How many rows in the records below contain the string "line", with case taken into account? Reply with the number alone.

(Records from a data collection)
= = = = =
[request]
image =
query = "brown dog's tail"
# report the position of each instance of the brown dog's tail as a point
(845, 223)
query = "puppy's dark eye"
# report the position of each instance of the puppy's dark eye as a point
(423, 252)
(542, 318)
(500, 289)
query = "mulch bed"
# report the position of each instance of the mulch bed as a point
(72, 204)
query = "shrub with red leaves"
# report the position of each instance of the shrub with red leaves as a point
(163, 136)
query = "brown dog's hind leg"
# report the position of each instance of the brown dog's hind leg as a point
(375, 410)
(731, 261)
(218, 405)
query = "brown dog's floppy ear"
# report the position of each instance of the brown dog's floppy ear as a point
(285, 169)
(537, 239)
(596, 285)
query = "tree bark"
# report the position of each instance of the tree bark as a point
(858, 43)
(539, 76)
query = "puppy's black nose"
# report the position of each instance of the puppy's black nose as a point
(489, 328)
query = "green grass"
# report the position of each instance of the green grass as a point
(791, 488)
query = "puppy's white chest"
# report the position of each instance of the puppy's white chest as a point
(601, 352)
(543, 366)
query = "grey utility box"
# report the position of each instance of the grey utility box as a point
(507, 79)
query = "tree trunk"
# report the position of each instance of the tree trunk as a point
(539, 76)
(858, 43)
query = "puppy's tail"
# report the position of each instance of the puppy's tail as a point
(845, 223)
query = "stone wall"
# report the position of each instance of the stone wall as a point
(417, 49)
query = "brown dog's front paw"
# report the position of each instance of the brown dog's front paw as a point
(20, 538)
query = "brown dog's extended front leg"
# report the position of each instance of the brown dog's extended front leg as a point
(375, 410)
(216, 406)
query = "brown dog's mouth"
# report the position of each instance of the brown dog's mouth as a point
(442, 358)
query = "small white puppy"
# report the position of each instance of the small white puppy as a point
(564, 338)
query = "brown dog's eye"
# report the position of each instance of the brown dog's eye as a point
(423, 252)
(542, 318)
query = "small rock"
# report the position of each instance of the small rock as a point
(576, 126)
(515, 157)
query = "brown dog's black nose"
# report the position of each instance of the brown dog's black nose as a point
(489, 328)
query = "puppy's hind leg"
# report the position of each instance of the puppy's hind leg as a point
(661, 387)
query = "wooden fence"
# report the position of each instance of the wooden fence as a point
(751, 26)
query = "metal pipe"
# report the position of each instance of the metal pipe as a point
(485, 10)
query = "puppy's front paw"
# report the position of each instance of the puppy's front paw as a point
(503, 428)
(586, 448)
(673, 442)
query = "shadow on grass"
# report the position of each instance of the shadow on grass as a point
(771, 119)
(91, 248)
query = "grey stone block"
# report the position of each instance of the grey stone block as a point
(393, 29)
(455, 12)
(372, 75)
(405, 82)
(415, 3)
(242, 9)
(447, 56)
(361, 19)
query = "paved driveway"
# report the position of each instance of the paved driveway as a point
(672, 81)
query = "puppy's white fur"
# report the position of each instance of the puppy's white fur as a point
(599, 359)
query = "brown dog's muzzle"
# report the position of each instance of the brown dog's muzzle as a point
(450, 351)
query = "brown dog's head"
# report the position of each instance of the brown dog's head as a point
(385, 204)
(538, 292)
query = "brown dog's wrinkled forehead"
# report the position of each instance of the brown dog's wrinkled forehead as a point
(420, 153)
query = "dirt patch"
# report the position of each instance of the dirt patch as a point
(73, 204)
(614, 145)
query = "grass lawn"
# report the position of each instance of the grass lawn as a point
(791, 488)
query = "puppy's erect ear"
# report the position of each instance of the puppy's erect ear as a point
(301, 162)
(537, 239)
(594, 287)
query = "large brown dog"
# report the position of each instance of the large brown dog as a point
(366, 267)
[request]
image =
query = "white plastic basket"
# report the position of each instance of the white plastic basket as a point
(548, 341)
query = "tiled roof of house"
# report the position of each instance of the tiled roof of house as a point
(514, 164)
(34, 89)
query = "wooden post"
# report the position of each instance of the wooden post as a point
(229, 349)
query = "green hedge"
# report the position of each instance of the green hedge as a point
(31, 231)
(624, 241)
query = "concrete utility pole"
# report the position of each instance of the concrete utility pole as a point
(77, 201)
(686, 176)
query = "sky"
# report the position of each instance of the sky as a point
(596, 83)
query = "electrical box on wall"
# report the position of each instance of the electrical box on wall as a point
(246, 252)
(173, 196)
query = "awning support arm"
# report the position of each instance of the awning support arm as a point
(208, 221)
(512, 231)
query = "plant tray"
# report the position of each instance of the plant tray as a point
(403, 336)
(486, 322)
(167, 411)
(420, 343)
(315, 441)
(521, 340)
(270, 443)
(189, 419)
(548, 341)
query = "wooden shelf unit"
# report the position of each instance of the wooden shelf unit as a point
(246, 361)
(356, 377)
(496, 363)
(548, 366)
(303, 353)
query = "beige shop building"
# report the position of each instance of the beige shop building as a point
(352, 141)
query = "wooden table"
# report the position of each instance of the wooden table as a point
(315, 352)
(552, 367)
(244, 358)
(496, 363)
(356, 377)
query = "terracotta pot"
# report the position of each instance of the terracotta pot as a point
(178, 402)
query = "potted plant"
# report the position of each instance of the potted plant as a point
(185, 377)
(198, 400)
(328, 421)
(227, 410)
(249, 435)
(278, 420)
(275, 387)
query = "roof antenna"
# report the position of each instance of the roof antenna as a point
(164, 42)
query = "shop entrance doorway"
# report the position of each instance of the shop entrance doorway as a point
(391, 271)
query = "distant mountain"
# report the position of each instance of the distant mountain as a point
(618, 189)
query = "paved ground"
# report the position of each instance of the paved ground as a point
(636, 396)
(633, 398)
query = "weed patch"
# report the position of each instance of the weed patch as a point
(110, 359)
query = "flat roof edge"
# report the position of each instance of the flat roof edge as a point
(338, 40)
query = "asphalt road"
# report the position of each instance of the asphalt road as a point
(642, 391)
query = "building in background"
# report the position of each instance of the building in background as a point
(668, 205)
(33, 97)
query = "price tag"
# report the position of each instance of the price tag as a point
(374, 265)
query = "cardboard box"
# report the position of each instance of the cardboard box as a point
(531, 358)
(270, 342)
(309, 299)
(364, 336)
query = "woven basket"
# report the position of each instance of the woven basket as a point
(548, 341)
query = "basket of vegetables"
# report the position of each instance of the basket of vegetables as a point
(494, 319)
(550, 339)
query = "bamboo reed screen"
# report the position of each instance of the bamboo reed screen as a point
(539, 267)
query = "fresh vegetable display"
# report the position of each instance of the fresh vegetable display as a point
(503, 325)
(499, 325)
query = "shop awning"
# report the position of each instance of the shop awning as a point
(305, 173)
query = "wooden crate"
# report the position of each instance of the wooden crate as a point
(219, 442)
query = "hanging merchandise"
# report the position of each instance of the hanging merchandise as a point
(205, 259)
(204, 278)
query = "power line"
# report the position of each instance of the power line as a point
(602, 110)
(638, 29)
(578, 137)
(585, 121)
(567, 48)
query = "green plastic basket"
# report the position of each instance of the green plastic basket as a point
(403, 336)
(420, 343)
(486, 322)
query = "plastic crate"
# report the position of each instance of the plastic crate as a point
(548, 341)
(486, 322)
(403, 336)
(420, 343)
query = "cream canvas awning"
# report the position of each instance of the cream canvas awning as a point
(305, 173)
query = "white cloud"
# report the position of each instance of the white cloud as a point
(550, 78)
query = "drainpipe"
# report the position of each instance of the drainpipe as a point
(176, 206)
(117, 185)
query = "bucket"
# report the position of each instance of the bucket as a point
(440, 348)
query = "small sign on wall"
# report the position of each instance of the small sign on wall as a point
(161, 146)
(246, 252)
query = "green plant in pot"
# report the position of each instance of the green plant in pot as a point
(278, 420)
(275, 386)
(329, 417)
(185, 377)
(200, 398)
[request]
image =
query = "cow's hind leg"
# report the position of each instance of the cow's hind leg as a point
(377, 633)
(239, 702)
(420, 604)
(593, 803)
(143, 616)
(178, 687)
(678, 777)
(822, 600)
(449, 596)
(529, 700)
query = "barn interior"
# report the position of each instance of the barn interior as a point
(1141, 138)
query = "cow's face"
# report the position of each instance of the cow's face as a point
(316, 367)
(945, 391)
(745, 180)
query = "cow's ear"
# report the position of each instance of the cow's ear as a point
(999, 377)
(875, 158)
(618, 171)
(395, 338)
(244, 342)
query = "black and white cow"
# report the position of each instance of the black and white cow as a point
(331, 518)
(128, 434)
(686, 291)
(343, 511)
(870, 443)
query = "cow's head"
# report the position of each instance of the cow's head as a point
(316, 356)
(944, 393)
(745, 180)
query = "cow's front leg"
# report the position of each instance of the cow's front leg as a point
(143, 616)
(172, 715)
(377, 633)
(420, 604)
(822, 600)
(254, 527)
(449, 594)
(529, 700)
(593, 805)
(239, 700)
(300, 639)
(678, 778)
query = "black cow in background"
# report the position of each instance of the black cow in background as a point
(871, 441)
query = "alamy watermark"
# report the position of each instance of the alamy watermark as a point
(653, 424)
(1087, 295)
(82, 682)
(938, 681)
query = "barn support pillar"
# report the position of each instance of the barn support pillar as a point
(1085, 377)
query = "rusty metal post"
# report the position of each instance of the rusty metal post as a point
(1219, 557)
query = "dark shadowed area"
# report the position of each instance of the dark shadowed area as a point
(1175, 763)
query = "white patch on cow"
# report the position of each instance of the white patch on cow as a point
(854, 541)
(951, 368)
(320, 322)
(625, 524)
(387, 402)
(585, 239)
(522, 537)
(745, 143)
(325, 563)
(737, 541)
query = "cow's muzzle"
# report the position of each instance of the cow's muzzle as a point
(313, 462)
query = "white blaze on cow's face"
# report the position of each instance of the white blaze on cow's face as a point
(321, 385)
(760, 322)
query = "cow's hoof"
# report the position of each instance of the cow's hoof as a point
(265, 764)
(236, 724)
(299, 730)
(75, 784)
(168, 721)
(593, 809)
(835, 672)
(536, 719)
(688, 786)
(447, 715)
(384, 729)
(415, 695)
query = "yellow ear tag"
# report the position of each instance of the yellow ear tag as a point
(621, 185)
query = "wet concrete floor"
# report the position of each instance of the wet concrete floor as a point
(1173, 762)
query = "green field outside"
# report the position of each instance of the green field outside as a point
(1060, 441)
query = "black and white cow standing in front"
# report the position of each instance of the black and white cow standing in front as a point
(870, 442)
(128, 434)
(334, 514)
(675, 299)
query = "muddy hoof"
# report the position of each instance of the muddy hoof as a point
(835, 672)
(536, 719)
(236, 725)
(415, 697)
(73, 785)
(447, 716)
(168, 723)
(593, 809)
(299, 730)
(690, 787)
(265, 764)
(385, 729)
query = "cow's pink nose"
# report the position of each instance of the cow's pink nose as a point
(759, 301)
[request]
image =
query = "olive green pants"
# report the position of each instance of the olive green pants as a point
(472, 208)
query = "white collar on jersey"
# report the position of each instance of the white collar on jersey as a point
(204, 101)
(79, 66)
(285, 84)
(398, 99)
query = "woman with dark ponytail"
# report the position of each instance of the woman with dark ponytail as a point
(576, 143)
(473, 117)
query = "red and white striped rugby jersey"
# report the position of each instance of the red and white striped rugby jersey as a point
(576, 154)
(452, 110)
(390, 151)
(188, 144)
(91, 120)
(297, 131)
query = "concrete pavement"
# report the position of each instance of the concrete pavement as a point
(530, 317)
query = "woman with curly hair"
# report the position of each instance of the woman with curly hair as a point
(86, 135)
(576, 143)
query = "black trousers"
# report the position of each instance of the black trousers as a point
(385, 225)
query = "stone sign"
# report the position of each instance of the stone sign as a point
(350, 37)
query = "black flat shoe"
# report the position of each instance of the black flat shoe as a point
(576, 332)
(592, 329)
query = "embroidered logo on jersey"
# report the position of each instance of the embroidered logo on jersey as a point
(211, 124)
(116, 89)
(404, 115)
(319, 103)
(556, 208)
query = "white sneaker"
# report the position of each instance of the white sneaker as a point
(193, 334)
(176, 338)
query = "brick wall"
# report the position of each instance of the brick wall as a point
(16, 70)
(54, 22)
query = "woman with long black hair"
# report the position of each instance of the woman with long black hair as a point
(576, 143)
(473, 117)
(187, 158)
= = = = =
# Solution to this task
2